WORK INSTRUCTIONS:
How many lines in the records below contain the string "dish"? Treat uppercase and lowercase as different, and reply with the number alone.

INPUT MATERIAL:
┌──

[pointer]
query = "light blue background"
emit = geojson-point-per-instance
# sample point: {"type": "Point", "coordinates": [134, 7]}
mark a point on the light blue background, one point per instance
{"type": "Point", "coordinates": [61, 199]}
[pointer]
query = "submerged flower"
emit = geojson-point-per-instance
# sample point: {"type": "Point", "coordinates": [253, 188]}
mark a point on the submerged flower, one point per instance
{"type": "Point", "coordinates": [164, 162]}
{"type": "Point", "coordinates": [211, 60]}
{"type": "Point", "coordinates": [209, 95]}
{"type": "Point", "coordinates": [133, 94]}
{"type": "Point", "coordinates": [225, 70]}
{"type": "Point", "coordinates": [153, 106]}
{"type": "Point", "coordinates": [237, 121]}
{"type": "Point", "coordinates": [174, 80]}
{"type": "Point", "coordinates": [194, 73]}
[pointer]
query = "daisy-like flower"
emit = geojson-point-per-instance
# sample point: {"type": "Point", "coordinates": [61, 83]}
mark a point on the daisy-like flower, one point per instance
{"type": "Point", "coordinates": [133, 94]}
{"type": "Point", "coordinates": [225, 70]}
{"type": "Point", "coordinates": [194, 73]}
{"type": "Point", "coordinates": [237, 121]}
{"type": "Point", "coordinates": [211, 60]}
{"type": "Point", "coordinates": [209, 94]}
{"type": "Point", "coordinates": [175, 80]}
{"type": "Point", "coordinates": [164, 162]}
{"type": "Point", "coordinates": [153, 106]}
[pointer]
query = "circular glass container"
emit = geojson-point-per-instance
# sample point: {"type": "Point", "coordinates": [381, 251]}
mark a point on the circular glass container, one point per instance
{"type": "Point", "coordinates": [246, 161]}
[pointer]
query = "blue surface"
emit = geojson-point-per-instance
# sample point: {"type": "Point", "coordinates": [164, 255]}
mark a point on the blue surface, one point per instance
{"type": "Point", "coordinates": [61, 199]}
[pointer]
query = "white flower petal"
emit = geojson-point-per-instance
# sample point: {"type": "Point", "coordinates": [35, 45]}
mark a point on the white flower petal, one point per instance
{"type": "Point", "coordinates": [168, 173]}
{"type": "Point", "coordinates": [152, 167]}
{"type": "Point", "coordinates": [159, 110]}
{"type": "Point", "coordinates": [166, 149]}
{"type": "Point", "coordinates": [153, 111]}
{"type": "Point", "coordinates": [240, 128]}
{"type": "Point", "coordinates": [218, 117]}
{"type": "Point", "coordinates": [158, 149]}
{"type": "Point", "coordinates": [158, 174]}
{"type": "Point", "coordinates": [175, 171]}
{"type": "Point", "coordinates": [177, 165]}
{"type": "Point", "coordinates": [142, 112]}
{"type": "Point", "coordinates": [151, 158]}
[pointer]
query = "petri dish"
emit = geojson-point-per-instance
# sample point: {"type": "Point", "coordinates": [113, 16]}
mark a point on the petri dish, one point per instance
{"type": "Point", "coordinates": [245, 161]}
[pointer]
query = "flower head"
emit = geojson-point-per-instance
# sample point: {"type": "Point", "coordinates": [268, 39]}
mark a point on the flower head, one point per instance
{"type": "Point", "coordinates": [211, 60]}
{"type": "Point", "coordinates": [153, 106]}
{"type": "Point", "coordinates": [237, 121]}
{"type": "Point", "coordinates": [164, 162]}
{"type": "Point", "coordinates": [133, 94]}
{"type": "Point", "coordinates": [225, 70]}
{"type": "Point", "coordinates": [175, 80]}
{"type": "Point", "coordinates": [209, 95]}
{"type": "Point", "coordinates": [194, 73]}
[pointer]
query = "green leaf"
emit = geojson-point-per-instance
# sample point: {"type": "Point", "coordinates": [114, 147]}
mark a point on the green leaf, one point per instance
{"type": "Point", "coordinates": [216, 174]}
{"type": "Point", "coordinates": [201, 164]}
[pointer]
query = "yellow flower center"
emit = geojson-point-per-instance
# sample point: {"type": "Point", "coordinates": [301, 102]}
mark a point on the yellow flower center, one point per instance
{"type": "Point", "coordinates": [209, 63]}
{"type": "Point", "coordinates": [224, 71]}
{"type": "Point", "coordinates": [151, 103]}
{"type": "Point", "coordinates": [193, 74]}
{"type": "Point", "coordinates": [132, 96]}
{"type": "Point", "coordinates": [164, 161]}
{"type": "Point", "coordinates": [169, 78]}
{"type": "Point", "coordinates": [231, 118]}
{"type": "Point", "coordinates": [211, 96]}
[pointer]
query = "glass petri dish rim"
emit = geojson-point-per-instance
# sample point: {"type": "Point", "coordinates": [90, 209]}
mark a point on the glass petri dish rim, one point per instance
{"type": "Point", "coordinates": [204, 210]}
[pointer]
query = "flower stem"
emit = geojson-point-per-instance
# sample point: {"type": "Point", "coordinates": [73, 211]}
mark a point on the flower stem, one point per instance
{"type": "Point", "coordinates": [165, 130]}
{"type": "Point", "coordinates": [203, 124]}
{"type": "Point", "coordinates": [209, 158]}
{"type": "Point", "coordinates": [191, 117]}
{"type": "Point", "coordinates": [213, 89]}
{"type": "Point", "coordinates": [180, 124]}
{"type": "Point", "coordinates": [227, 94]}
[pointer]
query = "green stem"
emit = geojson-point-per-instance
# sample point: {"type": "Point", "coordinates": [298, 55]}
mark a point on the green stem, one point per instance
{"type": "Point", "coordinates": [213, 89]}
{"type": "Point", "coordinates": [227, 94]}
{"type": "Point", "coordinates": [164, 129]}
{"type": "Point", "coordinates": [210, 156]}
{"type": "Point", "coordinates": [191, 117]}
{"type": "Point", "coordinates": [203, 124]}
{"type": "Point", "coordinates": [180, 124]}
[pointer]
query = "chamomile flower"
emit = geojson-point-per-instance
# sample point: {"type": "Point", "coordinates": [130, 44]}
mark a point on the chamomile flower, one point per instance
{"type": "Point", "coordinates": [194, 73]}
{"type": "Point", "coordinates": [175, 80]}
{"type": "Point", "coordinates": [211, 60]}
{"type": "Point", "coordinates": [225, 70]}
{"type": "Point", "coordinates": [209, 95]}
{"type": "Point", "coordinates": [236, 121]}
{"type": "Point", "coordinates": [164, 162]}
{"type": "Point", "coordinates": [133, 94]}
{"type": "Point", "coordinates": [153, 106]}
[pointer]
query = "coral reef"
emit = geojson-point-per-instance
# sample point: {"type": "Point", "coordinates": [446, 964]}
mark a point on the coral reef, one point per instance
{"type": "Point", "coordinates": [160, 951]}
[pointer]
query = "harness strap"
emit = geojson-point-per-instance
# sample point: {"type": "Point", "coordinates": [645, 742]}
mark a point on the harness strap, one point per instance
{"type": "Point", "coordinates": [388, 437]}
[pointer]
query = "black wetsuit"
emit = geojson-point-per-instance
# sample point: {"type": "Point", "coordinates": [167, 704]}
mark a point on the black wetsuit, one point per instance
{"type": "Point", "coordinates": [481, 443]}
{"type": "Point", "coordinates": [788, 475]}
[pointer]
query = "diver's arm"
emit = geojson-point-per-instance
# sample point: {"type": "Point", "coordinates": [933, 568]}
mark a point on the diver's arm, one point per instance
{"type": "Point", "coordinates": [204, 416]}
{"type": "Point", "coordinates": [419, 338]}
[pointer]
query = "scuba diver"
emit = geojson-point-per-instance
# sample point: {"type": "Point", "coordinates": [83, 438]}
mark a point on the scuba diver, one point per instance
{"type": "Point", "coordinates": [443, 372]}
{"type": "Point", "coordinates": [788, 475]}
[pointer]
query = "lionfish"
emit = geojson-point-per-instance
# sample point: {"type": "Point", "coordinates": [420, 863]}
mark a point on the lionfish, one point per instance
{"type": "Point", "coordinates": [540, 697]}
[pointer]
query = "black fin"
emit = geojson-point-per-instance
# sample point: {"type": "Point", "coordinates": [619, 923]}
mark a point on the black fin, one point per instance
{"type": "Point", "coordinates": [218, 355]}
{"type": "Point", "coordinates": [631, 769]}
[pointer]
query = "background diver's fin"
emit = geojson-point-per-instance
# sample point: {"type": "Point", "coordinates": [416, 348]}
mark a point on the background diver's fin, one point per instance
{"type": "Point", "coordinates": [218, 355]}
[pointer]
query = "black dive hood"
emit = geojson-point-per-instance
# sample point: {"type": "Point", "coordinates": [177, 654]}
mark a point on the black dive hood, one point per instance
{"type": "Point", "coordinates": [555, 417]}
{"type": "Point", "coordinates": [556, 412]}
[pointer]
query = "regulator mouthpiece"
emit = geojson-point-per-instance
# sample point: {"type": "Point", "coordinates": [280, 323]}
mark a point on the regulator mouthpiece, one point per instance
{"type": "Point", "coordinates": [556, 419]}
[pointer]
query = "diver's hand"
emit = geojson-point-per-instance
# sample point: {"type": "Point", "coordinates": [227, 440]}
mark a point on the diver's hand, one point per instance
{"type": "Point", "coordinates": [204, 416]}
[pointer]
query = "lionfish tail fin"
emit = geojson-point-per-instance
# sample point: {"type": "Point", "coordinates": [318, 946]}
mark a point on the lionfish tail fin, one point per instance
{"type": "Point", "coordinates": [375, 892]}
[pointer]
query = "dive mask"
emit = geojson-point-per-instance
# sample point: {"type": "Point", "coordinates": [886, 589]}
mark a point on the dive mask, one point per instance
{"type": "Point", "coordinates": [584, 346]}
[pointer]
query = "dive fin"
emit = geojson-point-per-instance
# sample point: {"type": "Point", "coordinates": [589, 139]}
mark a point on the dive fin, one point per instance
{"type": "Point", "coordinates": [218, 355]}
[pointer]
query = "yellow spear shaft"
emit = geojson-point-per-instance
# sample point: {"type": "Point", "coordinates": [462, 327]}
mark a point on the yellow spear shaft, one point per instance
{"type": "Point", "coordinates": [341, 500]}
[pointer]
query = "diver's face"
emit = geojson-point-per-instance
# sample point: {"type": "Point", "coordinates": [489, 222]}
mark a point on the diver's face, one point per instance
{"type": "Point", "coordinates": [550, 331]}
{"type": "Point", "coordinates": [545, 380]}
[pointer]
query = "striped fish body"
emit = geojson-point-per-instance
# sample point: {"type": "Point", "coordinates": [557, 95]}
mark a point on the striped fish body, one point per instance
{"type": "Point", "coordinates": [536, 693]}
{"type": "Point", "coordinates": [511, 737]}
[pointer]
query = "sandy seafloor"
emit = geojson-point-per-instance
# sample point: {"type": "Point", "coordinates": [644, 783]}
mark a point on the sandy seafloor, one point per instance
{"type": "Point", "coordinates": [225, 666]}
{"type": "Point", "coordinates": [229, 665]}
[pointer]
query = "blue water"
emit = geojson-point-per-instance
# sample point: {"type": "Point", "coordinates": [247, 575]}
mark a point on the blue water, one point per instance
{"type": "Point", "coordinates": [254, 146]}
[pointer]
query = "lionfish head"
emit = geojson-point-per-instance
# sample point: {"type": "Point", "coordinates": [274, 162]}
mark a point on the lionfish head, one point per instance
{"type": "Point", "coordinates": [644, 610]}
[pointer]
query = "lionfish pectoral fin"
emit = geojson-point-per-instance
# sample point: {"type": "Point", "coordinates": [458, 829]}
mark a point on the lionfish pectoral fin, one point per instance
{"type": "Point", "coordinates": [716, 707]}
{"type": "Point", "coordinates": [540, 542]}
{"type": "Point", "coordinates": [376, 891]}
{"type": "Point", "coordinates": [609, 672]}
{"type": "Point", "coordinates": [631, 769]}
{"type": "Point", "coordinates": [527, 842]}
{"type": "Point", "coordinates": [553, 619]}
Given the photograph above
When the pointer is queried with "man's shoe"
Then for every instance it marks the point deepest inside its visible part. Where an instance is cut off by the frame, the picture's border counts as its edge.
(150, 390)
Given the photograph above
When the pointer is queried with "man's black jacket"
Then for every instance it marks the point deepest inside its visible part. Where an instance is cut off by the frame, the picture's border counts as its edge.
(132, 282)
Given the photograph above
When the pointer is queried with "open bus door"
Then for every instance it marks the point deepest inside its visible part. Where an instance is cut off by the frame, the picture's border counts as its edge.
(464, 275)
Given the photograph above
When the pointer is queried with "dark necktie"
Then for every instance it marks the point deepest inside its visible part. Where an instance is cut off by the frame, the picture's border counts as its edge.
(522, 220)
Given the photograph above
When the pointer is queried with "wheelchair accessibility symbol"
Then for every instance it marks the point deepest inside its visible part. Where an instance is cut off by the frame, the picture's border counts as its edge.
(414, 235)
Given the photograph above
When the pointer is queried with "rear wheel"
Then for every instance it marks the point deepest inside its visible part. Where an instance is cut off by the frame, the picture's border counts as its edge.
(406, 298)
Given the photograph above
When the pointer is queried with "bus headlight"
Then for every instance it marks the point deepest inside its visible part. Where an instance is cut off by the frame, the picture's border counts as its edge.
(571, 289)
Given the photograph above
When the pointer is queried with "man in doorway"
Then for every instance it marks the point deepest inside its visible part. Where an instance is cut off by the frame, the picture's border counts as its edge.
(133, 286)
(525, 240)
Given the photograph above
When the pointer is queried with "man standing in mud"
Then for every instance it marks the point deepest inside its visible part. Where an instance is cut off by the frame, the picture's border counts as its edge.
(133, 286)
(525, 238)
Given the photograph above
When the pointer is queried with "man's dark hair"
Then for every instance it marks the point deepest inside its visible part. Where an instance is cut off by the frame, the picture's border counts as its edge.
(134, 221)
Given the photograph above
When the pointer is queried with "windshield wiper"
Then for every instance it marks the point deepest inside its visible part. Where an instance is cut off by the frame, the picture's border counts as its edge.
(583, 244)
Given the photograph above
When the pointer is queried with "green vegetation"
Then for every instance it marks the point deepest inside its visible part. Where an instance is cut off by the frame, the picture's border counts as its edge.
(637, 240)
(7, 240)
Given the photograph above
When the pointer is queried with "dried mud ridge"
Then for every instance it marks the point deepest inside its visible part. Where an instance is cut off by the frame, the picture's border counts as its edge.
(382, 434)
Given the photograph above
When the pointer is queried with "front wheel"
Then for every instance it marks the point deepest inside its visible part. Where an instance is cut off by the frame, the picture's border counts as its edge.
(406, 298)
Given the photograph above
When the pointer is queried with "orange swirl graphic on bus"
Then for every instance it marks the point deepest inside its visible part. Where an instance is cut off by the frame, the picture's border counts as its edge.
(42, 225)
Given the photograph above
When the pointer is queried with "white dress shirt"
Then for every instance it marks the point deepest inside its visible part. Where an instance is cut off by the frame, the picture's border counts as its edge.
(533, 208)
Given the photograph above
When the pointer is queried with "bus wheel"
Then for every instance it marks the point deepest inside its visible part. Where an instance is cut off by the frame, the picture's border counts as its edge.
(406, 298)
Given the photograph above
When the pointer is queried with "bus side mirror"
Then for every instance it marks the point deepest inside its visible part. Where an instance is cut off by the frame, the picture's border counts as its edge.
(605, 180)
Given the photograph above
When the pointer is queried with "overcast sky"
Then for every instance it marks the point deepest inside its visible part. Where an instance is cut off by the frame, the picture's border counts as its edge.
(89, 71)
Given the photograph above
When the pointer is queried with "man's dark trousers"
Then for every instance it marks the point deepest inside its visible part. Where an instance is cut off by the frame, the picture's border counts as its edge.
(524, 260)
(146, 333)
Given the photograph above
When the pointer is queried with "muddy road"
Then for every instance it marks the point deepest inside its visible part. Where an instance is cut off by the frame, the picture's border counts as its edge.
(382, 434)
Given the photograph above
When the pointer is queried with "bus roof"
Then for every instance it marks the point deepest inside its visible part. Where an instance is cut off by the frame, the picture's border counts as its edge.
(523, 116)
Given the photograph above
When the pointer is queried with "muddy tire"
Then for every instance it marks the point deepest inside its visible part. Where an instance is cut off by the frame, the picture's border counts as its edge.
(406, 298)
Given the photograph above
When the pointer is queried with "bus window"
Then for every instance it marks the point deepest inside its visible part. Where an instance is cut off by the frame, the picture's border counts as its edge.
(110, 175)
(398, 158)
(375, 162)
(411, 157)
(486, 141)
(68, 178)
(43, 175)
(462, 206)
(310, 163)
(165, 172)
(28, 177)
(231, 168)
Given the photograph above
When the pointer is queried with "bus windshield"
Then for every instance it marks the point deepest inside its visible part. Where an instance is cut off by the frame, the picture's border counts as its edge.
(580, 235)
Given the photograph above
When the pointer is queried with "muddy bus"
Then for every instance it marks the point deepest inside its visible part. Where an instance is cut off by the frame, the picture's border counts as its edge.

└──

OUTPUT BELOW:
4